- _Page extract_
Alison Thompson, an instructional designer for the Office of Professional Program Support, began her career in higher education after starting at a local community college in the Chicago area. Here, Thompson began assisting faculty in course design and quickly found that instructional design allowed her to combine her interests in teaching, design and technology to help create powerful learning experiences for students. Thompson followed this passion to the University of Wisconsin-Platteville in 2017, where she has been designing courses ever since.
“I was drawn to UW-Platteville because of the wonderful reputation of their online programs,” said Thompson. “I was very impressed with the comprehensive course design process that was in place and the commitment to quality in online courses.”
In addition to her regular responsibilities, Thompson teaches her own online classes in communication, utilizing the very platforms she helps build.
What does a typical workday look like for you?
Every day is different! I usually spend much of my time meeting and talking with faculty about the great things they are currently doing in their classes. Faculty have a wealth of experience and knowledge, and I learn so much from each of the faculty members that I have the privilege of working with. Faculty members are committed to their students and helping students succeed and I am proud that I get to support that mission and effort.

- _Raw data_
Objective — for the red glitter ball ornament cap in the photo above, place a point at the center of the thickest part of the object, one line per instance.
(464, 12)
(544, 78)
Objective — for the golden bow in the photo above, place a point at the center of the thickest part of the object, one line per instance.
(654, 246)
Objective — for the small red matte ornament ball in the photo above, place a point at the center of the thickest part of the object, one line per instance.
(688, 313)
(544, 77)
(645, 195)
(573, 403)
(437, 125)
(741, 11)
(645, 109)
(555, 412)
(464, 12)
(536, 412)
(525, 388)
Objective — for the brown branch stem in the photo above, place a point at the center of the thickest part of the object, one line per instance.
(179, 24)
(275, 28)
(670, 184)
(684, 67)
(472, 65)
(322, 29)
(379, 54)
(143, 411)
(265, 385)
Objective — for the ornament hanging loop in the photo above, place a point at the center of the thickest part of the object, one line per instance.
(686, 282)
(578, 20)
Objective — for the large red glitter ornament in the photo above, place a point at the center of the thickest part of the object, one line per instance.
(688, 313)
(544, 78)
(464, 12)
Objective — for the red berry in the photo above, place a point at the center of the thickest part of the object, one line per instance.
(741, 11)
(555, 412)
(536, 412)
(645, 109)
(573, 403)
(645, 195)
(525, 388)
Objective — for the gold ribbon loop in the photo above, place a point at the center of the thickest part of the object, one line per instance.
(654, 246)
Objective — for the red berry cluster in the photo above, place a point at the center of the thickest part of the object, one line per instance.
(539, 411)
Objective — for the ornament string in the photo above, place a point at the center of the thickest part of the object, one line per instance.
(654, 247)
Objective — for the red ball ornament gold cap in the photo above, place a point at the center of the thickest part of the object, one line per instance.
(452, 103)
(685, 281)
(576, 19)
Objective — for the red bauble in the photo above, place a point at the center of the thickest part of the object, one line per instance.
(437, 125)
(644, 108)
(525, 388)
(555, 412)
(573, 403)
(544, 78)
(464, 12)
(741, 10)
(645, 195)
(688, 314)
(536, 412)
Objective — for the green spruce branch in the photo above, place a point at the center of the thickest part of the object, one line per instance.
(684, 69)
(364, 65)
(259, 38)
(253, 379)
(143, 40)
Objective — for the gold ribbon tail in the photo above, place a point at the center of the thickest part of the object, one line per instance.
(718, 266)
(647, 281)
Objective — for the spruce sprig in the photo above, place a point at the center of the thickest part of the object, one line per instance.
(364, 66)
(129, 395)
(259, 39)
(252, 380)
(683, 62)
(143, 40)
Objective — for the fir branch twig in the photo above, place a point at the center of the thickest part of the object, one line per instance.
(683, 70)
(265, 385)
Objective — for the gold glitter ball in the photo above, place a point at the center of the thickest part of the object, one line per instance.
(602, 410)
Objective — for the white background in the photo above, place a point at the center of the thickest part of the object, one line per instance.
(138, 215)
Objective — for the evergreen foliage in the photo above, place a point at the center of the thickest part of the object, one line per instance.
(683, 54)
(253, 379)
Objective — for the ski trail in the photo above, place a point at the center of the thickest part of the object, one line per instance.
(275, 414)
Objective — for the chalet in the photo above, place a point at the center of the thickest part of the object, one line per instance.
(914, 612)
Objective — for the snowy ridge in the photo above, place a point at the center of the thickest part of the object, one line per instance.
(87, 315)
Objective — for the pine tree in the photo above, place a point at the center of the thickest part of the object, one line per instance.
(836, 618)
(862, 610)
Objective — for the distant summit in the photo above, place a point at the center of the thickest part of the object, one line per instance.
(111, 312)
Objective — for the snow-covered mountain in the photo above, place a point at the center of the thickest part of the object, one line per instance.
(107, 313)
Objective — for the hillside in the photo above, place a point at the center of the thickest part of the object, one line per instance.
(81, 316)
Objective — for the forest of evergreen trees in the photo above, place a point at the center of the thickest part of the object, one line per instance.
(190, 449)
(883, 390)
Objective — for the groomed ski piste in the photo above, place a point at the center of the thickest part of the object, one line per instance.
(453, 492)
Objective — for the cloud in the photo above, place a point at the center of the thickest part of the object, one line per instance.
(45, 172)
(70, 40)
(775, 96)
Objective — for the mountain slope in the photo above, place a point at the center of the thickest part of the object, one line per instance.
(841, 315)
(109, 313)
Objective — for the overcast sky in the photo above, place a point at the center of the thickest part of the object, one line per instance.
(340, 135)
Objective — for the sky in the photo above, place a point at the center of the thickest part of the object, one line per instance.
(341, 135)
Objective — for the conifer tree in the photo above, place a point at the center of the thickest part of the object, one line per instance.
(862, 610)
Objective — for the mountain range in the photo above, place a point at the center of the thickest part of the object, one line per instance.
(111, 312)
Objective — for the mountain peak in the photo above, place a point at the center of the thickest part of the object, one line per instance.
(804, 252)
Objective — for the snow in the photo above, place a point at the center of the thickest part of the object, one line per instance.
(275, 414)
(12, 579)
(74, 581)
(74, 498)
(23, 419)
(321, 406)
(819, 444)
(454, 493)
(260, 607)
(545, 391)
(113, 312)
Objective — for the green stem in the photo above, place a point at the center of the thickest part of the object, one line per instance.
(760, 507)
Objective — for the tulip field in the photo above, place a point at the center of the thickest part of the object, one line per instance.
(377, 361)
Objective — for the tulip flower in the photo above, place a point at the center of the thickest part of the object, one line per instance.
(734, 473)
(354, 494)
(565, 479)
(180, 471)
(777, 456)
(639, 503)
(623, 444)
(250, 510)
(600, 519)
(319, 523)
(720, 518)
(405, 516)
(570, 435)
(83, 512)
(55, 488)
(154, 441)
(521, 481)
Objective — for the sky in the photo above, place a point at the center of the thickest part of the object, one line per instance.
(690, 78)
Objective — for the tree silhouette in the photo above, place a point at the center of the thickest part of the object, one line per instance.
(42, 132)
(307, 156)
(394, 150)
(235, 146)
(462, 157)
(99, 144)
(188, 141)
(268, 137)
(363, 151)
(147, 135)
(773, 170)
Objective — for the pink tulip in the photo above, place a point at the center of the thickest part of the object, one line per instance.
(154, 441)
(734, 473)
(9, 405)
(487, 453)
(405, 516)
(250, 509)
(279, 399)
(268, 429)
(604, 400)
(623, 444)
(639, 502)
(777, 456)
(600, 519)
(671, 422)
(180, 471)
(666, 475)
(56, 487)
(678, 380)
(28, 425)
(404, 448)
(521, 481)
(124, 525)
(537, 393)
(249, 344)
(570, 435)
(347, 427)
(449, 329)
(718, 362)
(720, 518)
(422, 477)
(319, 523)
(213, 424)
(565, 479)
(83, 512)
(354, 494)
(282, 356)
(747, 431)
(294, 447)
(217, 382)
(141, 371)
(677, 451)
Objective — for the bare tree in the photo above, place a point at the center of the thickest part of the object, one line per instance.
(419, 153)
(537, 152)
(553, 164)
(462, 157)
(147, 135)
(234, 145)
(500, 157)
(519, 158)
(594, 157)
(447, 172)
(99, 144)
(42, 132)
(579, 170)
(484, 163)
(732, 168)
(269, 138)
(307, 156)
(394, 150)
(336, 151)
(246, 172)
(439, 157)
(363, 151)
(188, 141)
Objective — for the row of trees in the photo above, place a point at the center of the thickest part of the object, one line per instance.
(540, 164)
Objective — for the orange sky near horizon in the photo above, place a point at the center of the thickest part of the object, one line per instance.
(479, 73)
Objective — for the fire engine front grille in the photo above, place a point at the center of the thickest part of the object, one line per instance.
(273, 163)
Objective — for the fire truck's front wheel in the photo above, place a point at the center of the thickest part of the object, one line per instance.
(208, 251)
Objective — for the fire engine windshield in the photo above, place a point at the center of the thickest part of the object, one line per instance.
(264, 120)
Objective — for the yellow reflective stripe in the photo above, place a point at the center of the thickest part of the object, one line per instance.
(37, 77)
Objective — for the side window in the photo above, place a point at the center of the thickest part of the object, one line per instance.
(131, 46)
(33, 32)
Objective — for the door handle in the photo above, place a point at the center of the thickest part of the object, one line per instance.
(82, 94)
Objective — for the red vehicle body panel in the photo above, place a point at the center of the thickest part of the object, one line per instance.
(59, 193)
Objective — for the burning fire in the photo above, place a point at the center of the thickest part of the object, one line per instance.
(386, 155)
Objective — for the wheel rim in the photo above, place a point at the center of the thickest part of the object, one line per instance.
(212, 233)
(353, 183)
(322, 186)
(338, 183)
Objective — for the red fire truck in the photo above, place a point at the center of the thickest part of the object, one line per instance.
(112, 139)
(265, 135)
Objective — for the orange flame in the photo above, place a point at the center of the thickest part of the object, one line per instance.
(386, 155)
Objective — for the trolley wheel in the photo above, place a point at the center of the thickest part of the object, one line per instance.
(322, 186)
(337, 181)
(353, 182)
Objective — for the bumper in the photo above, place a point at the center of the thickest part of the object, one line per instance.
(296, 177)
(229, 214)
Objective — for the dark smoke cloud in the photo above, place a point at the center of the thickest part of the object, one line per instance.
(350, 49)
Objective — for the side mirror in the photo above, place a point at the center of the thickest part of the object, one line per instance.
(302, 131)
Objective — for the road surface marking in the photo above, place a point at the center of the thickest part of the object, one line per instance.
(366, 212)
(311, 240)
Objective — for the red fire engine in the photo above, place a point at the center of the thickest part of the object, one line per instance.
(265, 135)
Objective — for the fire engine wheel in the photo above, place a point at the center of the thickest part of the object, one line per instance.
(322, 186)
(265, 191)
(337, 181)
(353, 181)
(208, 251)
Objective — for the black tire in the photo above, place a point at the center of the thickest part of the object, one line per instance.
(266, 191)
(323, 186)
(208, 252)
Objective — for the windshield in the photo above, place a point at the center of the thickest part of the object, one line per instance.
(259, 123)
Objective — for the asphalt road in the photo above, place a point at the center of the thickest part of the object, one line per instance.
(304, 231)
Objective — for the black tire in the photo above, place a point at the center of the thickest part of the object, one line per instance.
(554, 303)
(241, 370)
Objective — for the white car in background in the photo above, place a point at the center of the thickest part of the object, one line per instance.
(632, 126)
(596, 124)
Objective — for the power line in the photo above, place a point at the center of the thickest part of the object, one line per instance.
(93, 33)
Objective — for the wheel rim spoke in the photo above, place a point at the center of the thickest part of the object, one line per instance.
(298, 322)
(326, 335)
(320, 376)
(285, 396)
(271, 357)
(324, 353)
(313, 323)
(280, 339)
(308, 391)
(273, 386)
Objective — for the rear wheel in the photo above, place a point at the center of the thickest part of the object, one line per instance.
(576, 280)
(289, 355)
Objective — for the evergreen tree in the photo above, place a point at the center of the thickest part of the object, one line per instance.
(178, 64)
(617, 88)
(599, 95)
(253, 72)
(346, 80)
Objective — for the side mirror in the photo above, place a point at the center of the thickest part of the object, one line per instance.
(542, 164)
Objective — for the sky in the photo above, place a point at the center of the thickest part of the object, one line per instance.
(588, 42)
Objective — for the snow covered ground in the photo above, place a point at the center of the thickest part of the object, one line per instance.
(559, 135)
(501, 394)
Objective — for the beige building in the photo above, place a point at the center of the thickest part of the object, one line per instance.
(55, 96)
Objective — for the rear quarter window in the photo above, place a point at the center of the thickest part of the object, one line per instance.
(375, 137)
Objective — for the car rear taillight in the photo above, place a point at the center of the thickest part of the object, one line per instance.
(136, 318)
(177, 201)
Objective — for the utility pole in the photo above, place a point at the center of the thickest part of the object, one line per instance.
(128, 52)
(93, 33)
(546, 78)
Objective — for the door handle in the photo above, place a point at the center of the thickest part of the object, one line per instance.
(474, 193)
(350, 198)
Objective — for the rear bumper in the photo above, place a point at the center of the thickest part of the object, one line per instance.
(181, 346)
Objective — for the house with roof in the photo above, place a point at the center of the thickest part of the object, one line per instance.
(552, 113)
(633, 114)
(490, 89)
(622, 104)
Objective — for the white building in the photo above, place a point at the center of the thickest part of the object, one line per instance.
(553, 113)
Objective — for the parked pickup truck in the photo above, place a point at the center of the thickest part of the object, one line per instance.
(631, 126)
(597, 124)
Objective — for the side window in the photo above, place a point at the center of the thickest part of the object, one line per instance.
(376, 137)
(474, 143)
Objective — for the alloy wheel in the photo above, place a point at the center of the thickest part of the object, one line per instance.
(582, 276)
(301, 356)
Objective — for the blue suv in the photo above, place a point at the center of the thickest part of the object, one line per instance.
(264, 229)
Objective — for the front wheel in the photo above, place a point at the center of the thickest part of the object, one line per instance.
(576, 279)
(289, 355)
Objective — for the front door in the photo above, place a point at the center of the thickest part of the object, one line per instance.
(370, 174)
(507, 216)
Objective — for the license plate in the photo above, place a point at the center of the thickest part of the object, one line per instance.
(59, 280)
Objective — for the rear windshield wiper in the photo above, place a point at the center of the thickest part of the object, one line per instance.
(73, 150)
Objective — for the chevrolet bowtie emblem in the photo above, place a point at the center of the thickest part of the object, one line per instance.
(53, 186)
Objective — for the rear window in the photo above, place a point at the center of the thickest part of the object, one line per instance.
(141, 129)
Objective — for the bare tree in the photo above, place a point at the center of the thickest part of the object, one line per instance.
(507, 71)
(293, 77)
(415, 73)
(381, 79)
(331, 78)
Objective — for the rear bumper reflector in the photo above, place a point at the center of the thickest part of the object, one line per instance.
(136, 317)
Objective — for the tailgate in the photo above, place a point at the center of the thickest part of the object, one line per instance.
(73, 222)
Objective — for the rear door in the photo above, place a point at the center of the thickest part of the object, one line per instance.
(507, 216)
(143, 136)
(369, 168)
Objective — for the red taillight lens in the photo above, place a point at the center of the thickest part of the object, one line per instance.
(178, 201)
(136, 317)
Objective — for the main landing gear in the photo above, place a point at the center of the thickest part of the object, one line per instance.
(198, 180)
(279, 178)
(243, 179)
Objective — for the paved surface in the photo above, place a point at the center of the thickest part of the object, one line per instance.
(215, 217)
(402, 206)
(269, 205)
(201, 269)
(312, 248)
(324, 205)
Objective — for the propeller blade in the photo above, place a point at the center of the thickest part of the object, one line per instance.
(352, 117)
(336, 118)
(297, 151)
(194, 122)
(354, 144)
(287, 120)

- _Assigned task_
Repeat word for word everything in the Alison Thompson profile from "In addition to" down to "mission and effort.".

- _Response to this exercise_
In addition to her regular responsibilities, Thompson teaches her own online classes in communication, utilizing the very platforms she helps build.
What does a typical workday look like for you?
Every day is different! I usually spend much of my time meeting and talking with faculty about the great things they are currently doing in their classes. Faculty have a wealth of experience and knowledge, and I learn so much from each of the faculty members that I have the privilege of working with. Faculty members are committed to their students and helping students succeed and I am proud that I get to support that mission and effort.